▸ **Your assignment**:
Could you reproduce, from the records below, everything from the line with "green bike lane using the picture above." down to the line with "column using the picture above.", keeping both of those lines and changing nothing?

Entries supplied Block Start

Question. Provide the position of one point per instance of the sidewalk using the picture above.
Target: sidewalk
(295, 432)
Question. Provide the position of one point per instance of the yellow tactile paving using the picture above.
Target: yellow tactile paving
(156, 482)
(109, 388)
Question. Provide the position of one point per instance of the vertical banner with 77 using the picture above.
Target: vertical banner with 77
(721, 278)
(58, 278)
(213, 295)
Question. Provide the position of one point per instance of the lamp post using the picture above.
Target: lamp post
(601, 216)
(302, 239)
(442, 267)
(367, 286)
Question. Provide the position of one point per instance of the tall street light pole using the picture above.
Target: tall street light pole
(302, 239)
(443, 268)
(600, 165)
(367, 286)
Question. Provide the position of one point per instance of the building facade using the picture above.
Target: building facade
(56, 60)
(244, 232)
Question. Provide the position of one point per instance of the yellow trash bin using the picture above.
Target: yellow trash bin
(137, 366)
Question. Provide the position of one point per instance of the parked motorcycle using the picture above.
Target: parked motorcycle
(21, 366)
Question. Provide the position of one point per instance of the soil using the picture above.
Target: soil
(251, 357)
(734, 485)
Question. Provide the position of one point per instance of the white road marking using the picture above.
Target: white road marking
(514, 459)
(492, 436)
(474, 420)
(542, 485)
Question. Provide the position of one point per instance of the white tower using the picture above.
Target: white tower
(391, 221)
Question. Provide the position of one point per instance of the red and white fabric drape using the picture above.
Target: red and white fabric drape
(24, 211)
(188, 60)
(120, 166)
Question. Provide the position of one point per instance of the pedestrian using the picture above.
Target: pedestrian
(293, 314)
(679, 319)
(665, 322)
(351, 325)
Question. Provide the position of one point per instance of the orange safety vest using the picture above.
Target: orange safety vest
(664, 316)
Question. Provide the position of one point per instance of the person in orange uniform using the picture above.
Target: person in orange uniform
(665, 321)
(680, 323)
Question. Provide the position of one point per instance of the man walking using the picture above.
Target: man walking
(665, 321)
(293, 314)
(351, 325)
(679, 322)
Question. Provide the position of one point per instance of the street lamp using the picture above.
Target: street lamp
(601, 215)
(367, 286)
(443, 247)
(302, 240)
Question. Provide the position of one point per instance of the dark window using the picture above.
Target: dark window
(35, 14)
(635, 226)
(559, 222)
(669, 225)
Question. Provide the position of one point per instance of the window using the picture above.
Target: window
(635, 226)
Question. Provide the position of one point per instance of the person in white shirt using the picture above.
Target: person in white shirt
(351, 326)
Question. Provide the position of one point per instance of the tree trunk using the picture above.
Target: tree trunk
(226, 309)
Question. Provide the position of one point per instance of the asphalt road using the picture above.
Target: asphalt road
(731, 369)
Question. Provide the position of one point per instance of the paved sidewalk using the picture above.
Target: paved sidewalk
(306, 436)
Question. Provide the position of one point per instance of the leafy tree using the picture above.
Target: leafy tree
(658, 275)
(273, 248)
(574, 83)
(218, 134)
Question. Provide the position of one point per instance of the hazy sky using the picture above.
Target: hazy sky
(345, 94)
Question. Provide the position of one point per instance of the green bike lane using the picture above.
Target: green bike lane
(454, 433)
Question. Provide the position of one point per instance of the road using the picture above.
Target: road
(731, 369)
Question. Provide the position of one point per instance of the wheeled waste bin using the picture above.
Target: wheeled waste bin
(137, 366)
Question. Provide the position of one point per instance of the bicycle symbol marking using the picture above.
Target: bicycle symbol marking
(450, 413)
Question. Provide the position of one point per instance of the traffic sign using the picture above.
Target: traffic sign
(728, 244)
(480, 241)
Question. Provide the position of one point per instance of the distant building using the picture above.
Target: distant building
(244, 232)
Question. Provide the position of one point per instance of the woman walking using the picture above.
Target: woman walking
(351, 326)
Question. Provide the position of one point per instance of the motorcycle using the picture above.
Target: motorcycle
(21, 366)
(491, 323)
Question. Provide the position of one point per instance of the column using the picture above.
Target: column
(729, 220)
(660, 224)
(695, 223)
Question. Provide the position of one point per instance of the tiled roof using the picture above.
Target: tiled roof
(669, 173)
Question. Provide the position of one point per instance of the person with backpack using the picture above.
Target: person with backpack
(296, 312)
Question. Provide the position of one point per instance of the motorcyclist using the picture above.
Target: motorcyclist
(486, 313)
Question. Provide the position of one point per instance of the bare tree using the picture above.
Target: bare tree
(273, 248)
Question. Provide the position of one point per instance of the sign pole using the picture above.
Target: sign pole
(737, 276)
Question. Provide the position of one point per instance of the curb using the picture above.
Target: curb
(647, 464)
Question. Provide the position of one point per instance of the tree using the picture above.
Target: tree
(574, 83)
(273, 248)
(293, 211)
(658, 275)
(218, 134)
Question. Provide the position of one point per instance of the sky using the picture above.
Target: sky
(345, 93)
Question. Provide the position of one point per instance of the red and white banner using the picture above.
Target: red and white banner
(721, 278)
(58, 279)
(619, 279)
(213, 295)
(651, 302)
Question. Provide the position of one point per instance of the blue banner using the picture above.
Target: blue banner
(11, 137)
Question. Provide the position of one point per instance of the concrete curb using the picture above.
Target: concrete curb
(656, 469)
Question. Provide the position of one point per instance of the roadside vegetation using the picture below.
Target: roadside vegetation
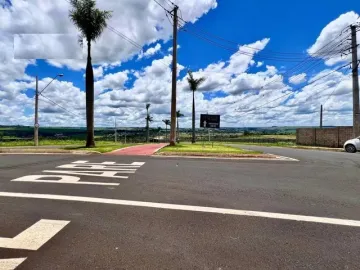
(102, 147)
(205, 149)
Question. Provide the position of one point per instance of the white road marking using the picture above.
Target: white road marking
(10, 264)
(138, 164)
(96, 167)
(64, 179)
(35, 236)
(333, 221)
(110, 174)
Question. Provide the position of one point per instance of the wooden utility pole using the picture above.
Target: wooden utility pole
(174, 73)
(36, 124)
(115, 130)
(321, 110)
(355, 75)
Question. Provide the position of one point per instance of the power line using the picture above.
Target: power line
(293, 91)
(203, 32)
(53, 102)
(160, 4)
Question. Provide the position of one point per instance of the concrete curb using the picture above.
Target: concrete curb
(275, 158)
(120, 149)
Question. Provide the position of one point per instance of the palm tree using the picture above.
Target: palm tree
(194, 85)
(178, 115)
(167, 122)
(91, 22)
(148, 120)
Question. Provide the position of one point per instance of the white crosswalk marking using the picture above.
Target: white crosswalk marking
(10, 264)
(110, 174)
(63, 179)
(35, 236)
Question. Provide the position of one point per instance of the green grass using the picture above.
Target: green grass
(41, 142)
(216, 148)
(102, 147)
(273, 144)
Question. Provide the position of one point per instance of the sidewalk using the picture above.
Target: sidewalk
(139, 150)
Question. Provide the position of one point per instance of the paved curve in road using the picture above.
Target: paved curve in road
(139, 150)
(130, 235)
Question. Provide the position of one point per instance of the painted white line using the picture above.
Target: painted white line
(68, 182)
(158, 149)
(35, 236)
(60, 179)
(112, 163)
(10, 264)
(333, 221)
(283, 157)
(95, 167)
(110, 174)
(222, 158)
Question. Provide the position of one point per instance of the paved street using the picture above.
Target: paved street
(135, 214)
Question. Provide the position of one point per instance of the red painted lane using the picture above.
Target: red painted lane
(139, 150)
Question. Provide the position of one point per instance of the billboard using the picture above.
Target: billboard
(209, 121)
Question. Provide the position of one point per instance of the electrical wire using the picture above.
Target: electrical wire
(293, 91)
(53, 102)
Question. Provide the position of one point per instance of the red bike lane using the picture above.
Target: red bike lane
(139, 150)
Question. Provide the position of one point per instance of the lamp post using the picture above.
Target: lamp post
(37, 93)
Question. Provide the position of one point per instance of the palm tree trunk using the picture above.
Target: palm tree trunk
(89, 85)
(193, 119)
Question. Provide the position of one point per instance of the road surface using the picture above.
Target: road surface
(145, 222)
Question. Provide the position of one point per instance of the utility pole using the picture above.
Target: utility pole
(36, 124)
(174, 73)
(321, 116)
(115, 130)
(355, 75)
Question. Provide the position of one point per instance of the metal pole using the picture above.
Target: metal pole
(174, 73)
(36, 124)
(115, 131)
(321, 111)
(355, 68)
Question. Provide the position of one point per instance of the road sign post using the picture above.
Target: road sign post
(209, 121)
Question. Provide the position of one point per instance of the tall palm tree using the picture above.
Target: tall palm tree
(178, 115)
(91, 22)
(148, 120)
(194, 85)
(167, 122)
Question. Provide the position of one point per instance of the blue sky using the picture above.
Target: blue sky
(124, 88)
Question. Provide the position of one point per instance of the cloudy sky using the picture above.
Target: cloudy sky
(266, 63)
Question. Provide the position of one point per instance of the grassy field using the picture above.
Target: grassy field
(274, 144)
(102, 147)
(43, 143)
(208, 148)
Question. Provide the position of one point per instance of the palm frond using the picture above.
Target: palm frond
(194, 83)
(88, 19)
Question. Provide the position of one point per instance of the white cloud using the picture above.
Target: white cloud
(330, 40)
(111, 81)
(297, 79)
(142, 21)
(249, 99)
(171, 48)
(150, 52)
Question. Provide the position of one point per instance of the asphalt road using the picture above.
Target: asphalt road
(128, 232)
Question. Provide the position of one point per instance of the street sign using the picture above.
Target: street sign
(209, 121)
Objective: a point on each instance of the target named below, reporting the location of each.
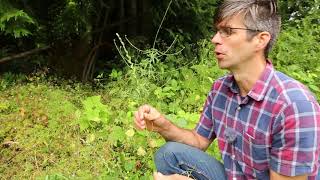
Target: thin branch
(23, 54)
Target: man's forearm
(173, 133)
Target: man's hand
(159, 176)
(148, 117)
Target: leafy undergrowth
(72, 131)
(40, 137)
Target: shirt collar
(260, 88)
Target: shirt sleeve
(205, 126)
(295, 139)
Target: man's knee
(169, 149)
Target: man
(266, 123)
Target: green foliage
(297, 51)
(95, 114)
(13, 21)
(71, 19)
(59, 129)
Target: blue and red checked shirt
(276, 126)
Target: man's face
(232, 47)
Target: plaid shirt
(276, 126)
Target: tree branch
(23, 54)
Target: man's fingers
(139, 123)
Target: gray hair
(261, 15)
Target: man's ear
(262, 40)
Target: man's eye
(225, 31)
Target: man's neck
(248, 73)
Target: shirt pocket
(256, 150)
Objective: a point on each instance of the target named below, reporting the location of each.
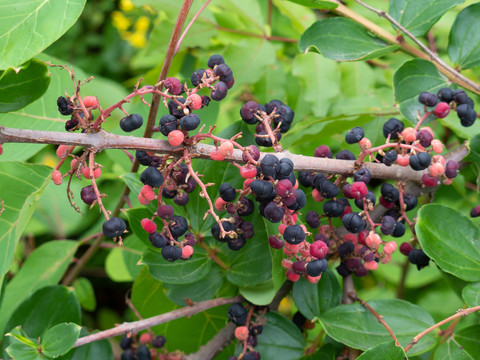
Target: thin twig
(136, 326)
(460, 313)
(377, 316)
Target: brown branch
(460, 313)
(136, 326)
(103, 140)
(377, 316)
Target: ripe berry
(87, 194)
(226, 148)
(114, 227)
(158, 240)
(131, 122)
(248, 112)
(441, 110)
(159, 341)
(173, 85)
(219, 91)
(354, 135)
(171, 253)
(196, 77)
(175, 138)
(90, 101)
(151, 176)
(57, 177)
(215, 60)
(148, 225)
(237, 314)
(445, 94)
(428, 99)
(188, 123)
(392, 127)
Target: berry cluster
(247, 330)
(272, 119)
(146, 347)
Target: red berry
(90, 101)
(148, 225)
(441, 110)
(175, 137)
(226, 149)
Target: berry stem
(460, 313)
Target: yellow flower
(120, 21)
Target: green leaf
(21, 86)
(85, 294)
(47, 307)
(321, 78)
(342, 39)
(451, 240)
(204, 289)
(21, 187)
(180, 271)
(30, 27)
(356, 327)
(471, 294)
(464, 39)
(412, 78)
(462, 345)
(419, 16)
(316, 4)
(383, 351)
(280, 339)
(22, 347)
(314, 299)
(95, 350)
(261, 294)
(50, 260)
(148, 297)
(59, 339)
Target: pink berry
(436, 170)
(215, 155)
(175, 137)
(441, 110)
(195, 101)
(148, 225)
(226, 149)
(63, 151)
(187, 252)
(390, 247)
(241, 333)
(57, 177)
(248, 171)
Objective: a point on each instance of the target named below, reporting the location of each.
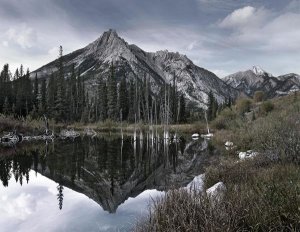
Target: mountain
(94, 60)
(256, 79)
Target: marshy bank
(263, 193)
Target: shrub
(243, 105)
(259, 96)
(266, 107)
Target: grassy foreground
(35, 126)
(263, 194)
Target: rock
(69, 134)
(196, 184)
(248, 154)
(228, 145)
(216, 192)
(196, 135)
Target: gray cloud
(222, 36)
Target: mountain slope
(131, 62)
(256, 79)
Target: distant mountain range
(256, 79)
(131, 62)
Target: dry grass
(263, 194)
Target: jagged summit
(257, 70)
(257, 79)
(132, 62)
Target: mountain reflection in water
(108, 170)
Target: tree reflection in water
(106, 169)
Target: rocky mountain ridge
(256, 79)
(131, 62)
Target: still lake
(91, 184)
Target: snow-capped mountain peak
(250, 81)
(258, 70)
(132, 62)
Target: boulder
(216, 192)
(247, 154)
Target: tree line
(65, 98)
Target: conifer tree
(182, 116)
(36, 91)
(102, 100)
(123, 99)
(112, 112)
(61, 88)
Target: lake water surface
(91, 184)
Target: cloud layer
(221, 36)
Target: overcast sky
(223, 36)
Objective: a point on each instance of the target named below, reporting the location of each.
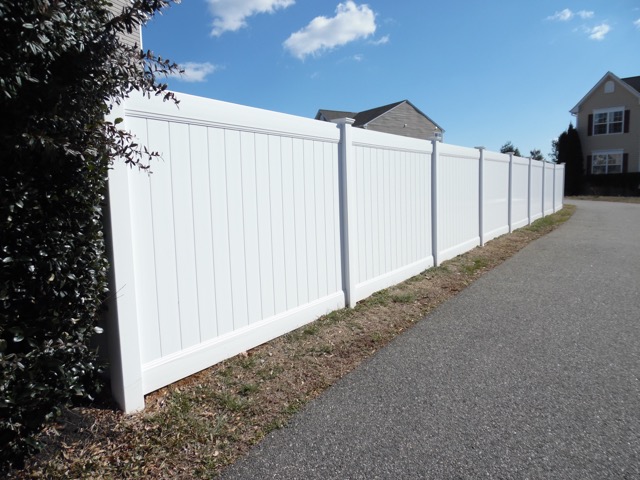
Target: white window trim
(607, 152)
(607, 111)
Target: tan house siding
(403, 120)
(133, 38)
(599, 99)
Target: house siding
(394, 121)
(133, 38)
(629, 142)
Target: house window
(607, 162)
(608, 121)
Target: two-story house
(399, 118)
(608, 124)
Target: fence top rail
(218, 114)
(367, 138)
(448, 150)
(497, 157)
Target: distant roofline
(575, 110)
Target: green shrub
(62, 66)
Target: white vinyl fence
(255, 223)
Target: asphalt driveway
(531, 372)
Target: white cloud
(381, 41)
(350, 23)
(599, 32)
(562, 16)
(566, 15)
(231, 15)
(196, 72)
(584, 14)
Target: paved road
(532, 372)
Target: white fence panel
(519, 192)
(536, 190)
(458, 200)
(495, 195)
(236, 234)
(549, 188)
(255, 223)
(392, 178)
(559, 193)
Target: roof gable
(367, 116)
(633, 82)
(628, 84)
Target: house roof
(632, 84)
(367, 116)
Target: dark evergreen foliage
(62, 67)
(569, 152)
(510, 148)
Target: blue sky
(488, 72)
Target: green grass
(475, 265)
(403, 297)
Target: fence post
(347, 209)
(434, 201)
(121, 318)
(543, 186)
(529, 195)
(553, 199)
(481, 195)
(510, 201)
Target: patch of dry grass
(195, 427)
(601, 198)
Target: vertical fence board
(250, 227)
(300, 215)
(164, 234)
(220, 227)
(145, 258)
(180, 167)
(202, 230)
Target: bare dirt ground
(195, 427)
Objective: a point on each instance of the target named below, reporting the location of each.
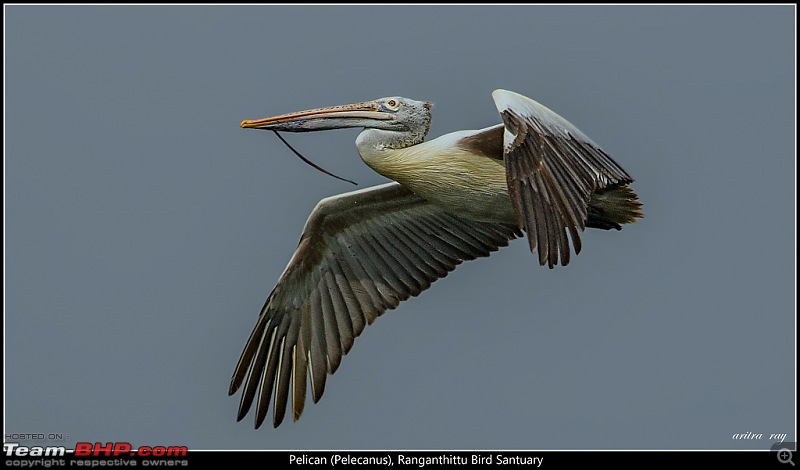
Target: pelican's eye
(392, 104)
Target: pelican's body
(446, 173)
(455, 198)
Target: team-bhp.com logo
(96, 449)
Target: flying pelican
(455, 198)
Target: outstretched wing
(552, 170)
(360, 254)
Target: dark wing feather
(552, 169)
(360, 254)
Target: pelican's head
(390, 114)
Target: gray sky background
(144, 228)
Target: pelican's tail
(613, 206)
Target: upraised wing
(552, 169)
(360, 254)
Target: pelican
(455, 198)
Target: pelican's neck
(380, 139)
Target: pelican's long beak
(333, 117)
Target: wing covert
(552, 170)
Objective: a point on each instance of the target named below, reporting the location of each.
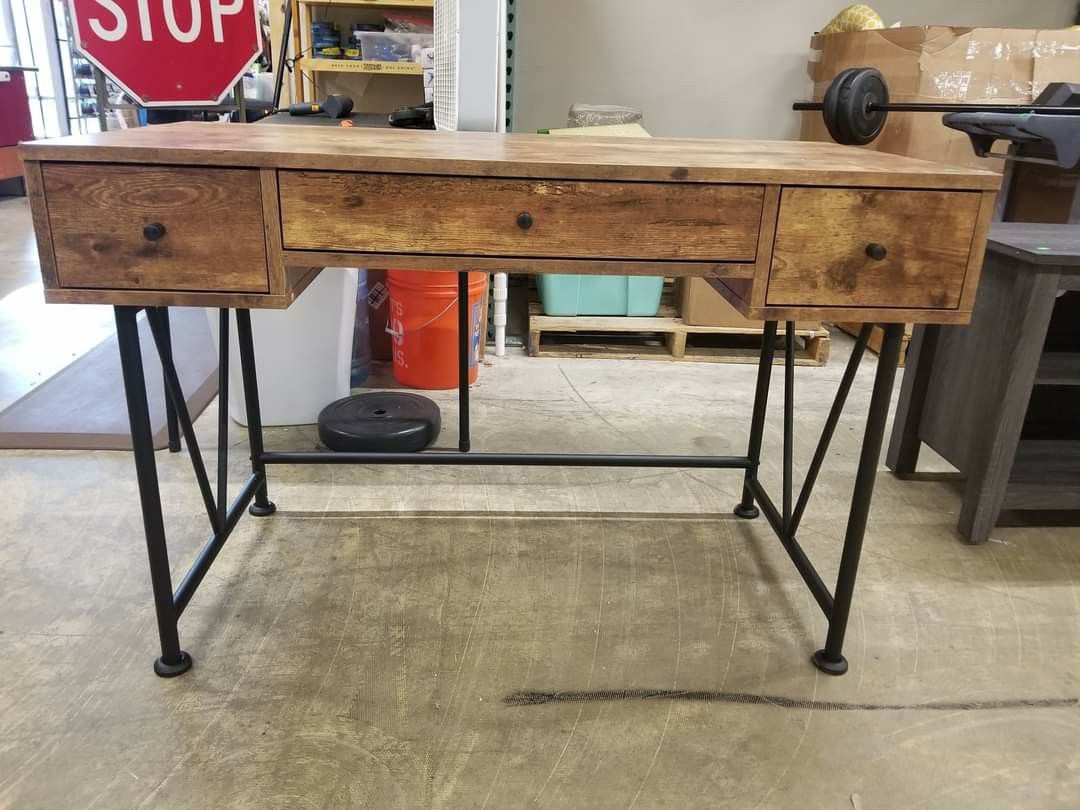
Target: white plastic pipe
(499, 315)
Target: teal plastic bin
(599, 295)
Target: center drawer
(415, 214)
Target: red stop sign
(169, 52)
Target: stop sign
(169, 52)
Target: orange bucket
(423, 326)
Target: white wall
(711, 68)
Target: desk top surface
(1037, 244)
(491, 154)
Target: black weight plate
(380, 422)
(856, 123)
(829, 105)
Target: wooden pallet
(663, 337)
(875, 342)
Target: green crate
(599, 295)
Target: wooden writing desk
(242, 217)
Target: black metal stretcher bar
(253, 496)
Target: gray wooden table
(968, 392)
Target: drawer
(211, 233)
(866, 247)
(415, 214)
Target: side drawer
(415, 214)
(123, 227)
(872, 247)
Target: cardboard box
(699, 305)
(942, 64)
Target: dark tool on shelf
(334, 106)
(382, 421)
(856, 106)
(421, 117)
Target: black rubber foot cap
(171, 671)
(747, 513)
(829, 665)
(261, 511)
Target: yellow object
(858, 17)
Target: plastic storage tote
(391, 45)
(599, 295)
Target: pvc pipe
(499, 315)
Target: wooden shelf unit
(361, 66)
(374, 3)
(310, 65)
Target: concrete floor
(391, 637)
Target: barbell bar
(856, 105)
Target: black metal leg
(831, 659)
(745, 508)
(166, 350)
(223, 417)
(463, 340)
(829, 429)
(261, 505)
(788, 421)
(173, 661)
(156, 315)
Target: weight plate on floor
(856, 123)
(829, 105)
(380, 422)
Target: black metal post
(831, 422)
(261, 505)
(223, 417)
(745, 508)
(173, 660)
(173, 390)
(831, 660)
(463, 341)
(165, 349)
(788, 420)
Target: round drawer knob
(153, 231)
(876, 251)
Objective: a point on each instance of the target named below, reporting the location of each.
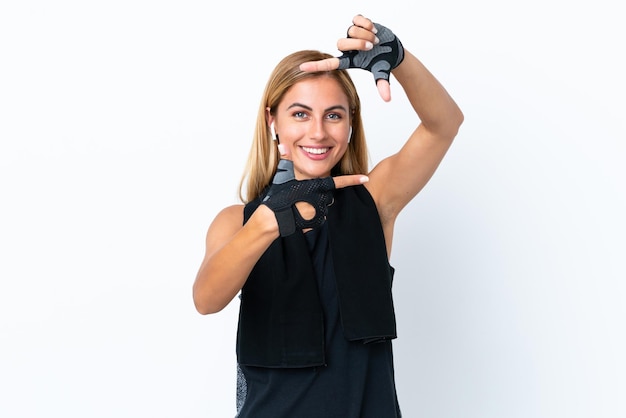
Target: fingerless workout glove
(285, 191)
(380, 60)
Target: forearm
(224, 272)
(437, 111)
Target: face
(313, 125)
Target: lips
(316, 151)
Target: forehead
(317, 92)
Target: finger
(384, 89)
(364, 22)
(327, 64)
(349, 180)
(357, 32)
(355, 44)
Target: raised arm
(397, 179)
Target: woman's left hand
(369, 46)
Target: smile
(317, 151)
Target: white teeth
(317, 151)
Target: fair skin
(312, 122)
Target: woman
(309, 249)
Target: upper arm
(225, 225)
(397, 179)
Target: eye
(299, 114)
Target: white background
(124, 128)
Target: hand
(369, 46)
(312, 196)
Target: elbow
(207, 309)
(453, 124)
(206, 305)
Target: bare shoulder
(226, 224)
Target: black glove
(285, 191)
(380, 60)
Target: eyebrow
(335, 107)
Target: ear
(270, 122)
(273, 131)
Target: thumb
(384, 89)
(350, 180)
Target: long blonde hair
(263, 157)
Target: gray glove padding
(285, 191)
(380, 60)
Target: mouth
(316, 151)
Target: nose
(317, 130)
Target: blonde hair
(263, 157)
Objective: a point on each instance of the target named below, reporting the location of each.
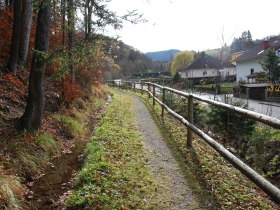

Entries supplied Block End

▸ **Written solution**:
Question. Provide the position of one point per instance of the green bike lane using the picture above.
Target: green bike lane
(454, 433)
Question. Provide the position of one point per instance of the road using the picture above.
Target: road
(731, 369)
Question. Provide the position of one point per instance of the wheeled waste bin using the picture above.
Target: wheeled waste bin
(137, 366)
Question. Provide the position of one point per instance of the bicycle symbol marking using the picture above.
Target: bicycle symbol marking
(450, 413)
Question. Provide the position of one point per instance of the traffic sign using the picture above.
Target: traffic sign
(728, 244)
(480, 241)
Question. Provide the position of one point per instance of the distant building using the picture above.
Target: distant building
(244, 232)
Question. Provide the position of one point per instance of the woman walking using the picture above.
Target: woman walking
(351, 326)
Question. Provide the position of one point per instance of the motorcycle using the picture above.
Target: motorcycle
(21, 366)
(491, 323)
Question. Provide the position of one point per instance of the column using the picture above.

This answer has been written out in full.